▸ Exercise aim
Rename "torso" to "upper body" in everything from the start of the entries down through the line containing "[(71, 184)]", leaving all other wording unchanged, and give those lines again.

Dataset entries
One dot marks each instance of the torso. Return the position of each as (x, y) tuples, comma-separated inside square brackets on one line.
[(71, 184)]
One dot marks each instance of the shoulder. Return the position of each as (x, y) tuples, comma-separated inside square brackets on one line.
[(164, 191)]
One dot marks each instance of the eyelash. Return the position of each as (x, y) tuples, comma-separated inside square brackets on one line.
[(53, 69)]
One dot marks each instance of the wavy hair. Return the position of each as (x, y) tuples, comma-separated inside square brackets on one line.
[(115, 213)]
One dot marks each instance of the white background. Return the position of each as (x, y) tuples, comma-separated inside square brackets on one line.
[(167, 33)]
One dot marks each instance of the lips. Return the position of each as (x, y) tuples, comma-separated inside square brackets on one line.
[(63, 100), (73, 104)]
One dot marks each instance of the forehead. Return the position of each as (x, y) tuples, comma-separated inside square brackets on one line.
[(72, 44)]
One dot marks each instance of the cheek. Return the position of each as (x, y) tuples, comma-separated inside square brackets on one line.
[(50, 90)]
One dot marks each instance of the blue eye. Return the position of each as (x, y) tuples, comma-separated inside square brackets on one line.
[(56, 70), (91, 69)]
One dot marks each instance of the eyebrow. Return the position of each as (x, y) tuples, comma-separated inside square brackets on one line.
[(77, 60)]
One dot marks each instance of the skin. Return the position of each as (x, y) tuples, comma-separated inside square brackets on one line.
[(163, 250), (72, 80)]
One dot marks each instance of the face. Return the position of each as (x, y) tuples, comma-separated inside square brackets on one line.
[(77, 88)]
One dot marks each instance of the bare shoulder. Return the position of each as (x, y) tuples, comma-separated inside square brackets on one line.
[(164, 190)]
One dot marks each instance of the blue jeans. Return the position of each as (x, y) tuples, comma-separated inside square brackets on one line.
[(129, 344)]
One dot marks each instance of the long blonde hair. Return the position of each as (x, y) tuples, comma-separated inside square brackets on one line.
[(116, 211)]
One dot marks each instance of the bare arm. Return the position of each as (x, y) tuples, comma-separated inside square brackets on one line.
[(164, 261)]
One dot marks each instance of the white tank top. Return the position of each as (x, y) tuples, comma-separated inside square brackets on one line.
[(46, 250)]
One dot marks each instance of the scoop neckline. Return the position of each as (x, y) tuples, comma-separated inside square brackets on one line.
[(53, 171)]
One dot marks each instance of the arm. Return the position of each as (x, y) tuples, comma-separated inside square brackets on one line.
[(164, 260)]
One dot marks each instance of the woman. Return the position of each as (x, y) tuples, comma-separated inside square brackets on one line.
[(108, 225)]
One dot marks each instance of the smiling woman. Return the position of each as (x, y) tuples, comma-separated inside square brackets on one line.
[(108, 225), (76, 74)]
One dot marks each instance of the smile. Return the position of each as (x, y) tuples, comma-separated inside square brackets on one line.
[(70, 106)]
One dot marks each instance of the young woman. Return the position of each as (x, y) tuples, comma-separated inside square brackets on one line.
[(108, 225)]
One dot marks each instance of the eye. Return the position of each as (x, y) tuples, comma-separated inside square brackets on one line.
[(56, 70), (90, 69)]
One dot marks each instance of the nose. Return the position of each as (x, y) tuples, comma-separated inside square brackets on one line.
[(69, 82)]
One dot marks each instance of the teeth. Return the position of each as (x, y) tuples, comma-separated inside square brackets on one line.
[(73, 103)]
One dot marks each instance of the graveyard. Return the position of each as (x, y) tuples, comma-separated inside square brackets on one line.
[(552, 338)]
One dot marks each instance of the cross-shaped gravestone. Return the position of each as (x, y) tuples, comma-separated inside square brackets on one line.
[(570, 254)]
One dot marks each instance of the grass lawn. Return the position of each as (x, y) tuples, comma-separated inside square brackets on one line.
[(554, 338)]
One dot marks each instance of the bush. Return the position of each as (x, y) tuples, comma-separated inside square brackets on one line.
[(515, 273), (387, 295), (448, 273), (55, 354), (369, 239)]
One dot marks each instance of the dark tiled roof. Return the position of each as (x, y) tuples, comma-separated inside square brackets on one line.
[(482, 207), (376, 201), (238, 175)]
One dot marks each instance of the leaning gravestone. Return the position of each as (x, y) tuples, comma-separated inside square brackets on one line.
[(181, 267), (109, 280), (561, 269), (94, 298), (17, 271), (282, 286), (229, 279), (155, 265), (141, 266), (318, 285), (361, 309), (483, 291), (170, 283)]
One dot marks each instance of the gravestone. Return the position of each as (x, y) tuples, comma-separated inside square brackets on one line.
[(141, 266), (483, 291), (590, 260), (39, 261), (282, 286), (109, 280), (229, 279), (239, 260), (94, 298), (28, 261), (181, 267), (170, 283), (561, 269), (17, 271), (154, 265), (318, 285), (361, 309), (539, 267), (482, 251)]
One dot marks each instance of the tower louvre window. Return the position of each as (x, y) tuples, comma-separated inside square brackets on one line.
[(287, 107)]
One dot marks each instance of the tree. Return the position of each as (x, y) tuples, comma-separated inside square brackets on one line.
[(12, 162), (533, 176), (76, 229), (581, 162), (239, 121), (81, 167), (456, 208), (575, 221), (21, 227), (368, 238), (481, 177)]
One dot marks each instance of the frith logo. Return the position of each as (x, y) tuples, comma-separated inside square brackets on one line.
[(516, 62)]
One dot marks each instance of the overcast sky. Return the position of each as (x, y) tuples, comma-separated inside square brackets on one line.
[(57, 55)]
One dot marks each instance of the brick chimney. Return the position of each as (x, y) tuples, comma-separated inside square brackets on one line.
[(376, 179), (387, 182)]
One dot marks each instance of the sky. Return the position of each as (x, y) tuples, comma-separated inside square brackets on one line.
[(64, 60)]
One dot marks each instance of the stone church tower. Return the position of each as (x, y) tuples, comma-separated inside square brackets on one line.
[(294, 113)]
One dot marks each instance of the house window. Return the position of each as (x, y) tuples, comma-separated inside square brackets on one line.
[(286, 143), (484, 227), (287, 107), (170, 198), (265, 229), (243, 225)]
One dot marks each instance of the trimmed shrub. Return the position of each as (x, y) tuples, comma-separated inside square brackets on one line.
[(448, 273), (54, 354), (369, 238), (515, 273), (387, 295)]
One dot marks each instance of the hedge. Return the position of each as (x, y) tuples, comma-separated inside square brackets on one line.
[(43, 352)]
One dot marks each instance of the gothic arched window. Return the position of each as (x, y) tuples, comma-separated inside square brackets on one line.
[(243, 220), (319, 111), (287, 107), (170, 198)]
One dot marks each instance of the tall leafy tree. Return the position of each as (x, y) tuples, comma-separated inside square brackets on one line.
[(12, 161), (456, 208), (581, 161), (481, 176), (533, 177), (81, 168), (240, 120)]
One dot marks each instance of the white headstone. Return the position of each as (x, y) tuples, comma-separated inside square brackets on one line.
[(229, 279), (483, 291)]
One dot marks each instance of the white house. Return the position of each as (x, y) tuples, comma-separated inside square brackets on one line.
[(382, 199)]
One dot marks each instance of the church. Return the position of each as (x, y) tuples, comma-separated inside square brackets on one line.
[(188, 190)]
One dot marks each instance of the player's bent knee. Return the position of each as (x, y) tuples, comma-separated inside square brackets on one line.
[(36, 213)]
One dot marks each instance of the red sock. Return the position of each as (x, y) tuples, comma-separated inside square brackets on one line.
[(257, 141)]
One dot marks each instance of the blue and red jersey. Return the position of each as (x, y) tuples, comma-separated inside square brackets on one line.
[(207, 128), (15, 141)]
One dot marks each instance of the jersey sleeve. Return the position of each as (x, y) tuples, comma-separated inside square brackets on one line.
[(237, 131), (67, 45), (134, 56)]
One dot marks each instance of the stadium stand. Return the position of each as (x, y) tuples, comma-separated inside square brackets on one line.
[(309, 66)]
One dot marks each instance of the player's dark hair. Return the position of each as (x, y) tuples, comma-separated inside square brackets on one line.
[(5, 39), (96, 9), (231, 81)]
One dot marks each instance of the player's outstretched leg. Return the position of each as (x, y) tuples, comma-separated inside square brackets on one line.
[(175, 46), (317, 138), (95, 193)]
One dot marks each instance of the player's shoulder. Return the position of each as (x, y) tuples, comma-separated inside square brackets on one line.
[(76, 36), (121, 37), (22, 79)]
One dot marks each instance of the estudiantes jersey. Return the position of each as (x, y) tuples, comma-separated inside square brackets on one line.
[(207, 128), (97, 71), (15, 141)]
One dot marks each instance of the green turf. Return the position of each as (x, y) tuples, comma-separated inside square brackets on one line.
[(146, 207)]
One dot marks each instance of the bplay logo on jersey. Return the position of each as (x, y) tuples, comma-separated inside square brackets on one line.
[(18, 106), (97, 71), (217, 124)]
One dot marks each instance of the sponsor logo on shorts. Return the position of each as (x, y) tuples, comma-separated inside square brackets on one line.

▸ Finished answer
One dot marks each instance of the upper body. Return the position of each as (x, y) tuples, comma-separated inside square brackets on one line.
[(71, 184)]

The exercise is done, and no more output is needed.